[Text provided Boundary: Start]

Thursday, April 1, 2010

Alice Notley

Alice Notley was born on November 8th, 1945 in Arizona. Growing up, Alice lived in California, and she went on to get her BA from Barnard and her MFA from the writer's workshop at the University of Iowa.

Travel and transience seem to be common themes in Notley's life. She traveled and lived in many places growing up, living in San Francisco, Chicago, London, and Essex. Eventually she settled down on the LES and married poet Ted Berrigan. After his death, she eventually married British poet Douglas Oliver. Currently she lives in Paris.

These life experiences obviously influence her poetry. Notley is often associated with the second generation of the New York School of Poetry, but she also focuses on the desert and desert life. Notley has declared that her primary focus in writing is to create a poem, not to create a vehicle for change-- creating art for art's sake, without necessarily having a pedagogy to it. Notley has said that her voice is the voice of "the new wife, and the new mother." It is interesting to consider this perspective from Notley's stated intent.

Notley was a finalist for the Pulitzer Prize and has received many accolades including the Los Angeles Times Book Award for poetry. She has published many works including Disobedience, Mysteries of Small Houses, and Tell Me Again, which is an autobiographical work that features paintings, sketches, collages, and her verse.

Here are some recordings of her reading her poetry:
"The Descent of Alette [A Car Awash with Blood]" : http://www.poets.org/viewmedia.php/prmMID/19854
"Hematite Heirloom Lives On" : http://www.poets.org/viewmedia.php/prmMID/19850


The Descent of Alette ["I stood waiting"]


"I stood waiting" "for some minutes" "in this very" "alive darkness—"
"the air so vibrant," "the trees awake" "There were flowers," "mixed
grasses," "growing lower" "in the dark," "& I was relieved" "to be
near them" "after so much time" "where nothing grew" "Then" "I heard a

song" "faint & blurred," "a slow song" "I heard it" "as if through
walls" "As if" "there were a room" "next to where I stood" "& someone,"
"a man," "sang inside of it" "The tune was sad," "& attracting"
"I approached it—" "where its source seemed to be—" "& it moved away

from me" "just a" "short distance" "This happened twice" "Then I
understood" "I was to follow it:" "& so it led me—" "through deep
woods" "& clearings," "for" "a long while" "The voice sang" "the
same melody" "over" "& over" "mournful" "& intimate" "in a language"

"I didn't recognize—" "or didn't think I did:" "it was hard to" "hear
the words—" "Till at last we" "reached a meadow" "where the song"
"ceased to sound," "pale & empty" "with trees around it" "Then I
sank to" "the ground" "& fell asleep for" "a long time" "But when I

awoke" "of course" "it was dark"

No World is Intact

No world is intact
and no one cares about you.

I leaned down over
don’t care about, I care about
you
I leaned down over the

world in portrayal
of carefulness, answering

something you couldn’t say.
walking or fallen and you
were supposed
to give therapy to me—

me leaning down
brushing with painted feathers
to the left chance your operatic,
broken

book.

[Text provided Boundary: End]

> [Your goal]: Copy the part of the text on Alice Notley that begins with the words "Alice Notley was" and ends after "University of Iowa.".

[Material provided Boundary: Start]

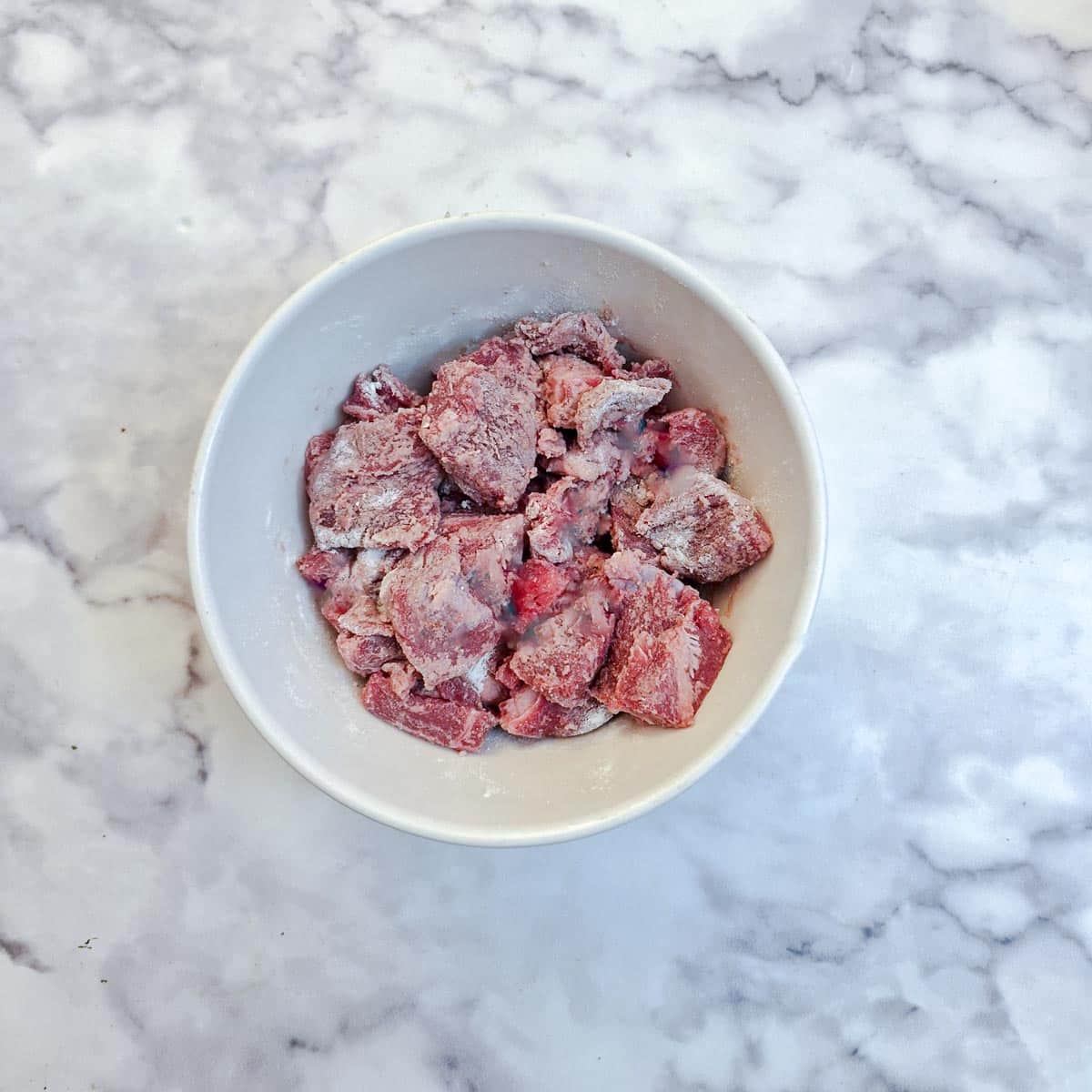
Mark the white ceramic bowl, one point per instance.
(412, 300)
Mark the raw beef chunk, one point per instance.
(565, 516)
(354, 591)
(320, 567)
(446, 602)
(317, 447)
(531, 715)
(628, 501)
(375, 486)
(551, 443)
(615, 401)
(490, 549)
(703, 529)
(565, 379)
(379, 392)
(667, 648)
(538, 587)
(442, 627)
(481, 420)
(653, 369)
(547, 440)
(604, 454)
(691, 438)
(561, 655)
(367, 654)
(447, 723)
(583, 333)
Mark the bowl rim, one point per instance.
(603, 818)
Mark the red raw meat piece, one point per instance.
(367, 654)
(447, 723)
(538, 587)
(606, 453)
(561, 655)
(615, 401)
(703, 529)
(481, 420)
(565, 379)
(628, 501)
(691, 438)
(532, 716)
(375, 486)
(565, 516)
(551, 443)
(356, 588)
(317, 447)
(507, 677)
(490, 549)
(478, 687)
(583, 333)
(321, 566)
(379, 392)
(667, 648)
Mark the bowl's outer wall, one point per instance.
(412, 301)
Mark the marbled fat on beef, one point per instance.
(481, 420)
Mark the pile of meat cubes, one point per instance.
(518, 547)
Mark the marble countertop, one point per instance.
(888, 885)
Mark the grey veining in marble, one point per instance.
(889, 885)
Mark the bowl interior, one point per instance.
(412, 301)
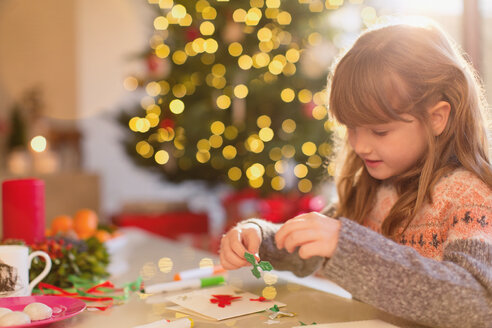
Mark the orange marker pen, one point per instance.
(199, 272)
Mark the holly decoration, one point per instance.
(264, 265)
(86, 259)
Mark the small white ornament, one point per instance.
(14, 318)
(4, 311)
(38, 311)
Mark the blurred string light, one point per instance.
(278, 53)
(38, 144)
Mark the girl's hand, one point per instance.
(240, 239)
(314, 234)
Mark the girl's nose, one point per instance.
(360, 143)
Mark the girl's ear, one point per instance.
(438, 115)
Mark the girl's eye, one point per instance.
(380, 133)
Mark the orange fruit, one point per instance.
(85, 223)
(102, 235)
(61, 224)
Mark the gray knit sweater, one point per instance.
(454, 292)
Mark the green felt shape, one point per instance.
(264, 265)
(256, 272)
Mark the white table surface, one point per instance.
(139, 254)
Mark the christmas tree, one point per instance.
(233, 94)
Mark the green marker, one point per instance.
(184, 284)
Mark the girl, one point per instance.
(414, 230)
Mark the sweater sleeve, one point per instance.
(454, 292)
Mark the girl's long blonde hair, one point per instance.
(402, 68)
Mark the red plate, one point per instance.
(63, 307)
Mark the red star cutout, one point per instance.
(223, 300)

[Material provided Boundary: End]

> [Answer box]:
Alice Notley was born on November 8th, 1945 in Arizona. Growing up, Alice lived in California, and she went on to get her BA from Barnard and her MFA from the writer's workshop at the University of Iowa.